Texto original —
▼

# Reloj digital con TTL



## dollar_electronico (Jun 29, 2006)

HOla alguien que me pueda ayudar con el diseño del circuito de un reloj digital que cuente horas, minutos, segundos,decimas y centecimas. Solo que tiene que ser con TTL y con display de 7 segmentos. porfavor agradeceria mucho a quien me pudiera ayudar es urgente


----------



## EinSoldiatGott (Jun 29, 2006)

dollar_electronico dijo:
			
		

> HOla alguien que me pueda ayudar con el diseño del circuito de un reloj digital que cuente horas, minutos, segundos,decimas y centecimas. Solo que tiene que ser con TTL y con display de 7 segmentos. porfavor agradeceria mucho a quien me pudiera ayudar es urgente



Hola, no es algo difícil pero si muy laborioso.

Primero haga un astable con un 555, a la máxima frecuencia que va a utilizar.

Puede utilizar contadores ya hechos como un 74192, estos cuentan de 0 a 9 ascendente/descendente.

▲

Problema planteado 1 — Reproduzca del hilo sobre el reloj digital con TTL el fragmento que comienza en las palabras "Hola, no es" y termina después de "a 9 ascendente/descendente.".
Problema planteado 2 — Prosiga el hilo sobre el reloj digital con TTL a partir de su última frase.
El listado siguiente procede de otra fuente.

Datos proporcionados —

▼

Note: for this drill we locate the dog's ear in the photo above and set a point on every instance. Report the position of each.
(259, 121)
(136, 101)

▲

Respuesta obtenida 1 —
Hola, no es algo difícil pero si muy laborioso.

Primero haga un astable con un 555, a la máxima frecuencia que va a utilizar.

Puede utilizar contadores ya hechos como un 74192, estos cuentan de 0 a 9 ascendente/descendente.

Respuesta obtenida 2 —
Ocupa poner 1 para cada dígito.

Tienen una entrada de acarreo y de préstamo, la de acarreo es la que se ocupará para cuenta ascendente.

Ahora para hacer que solo cuente hasta ciertos números, por ejemplo en los minutos hasta el 60, se detecta el siguiente número en este caso el 61 , esto se hce con compuertas y la salida se utiliza como reset del mismo y alimenta al carry de las horas .

Eso sería, solo aprenda a usar un 74192, lo malo es que es un CMOS, pero puede intentar con otros contadores.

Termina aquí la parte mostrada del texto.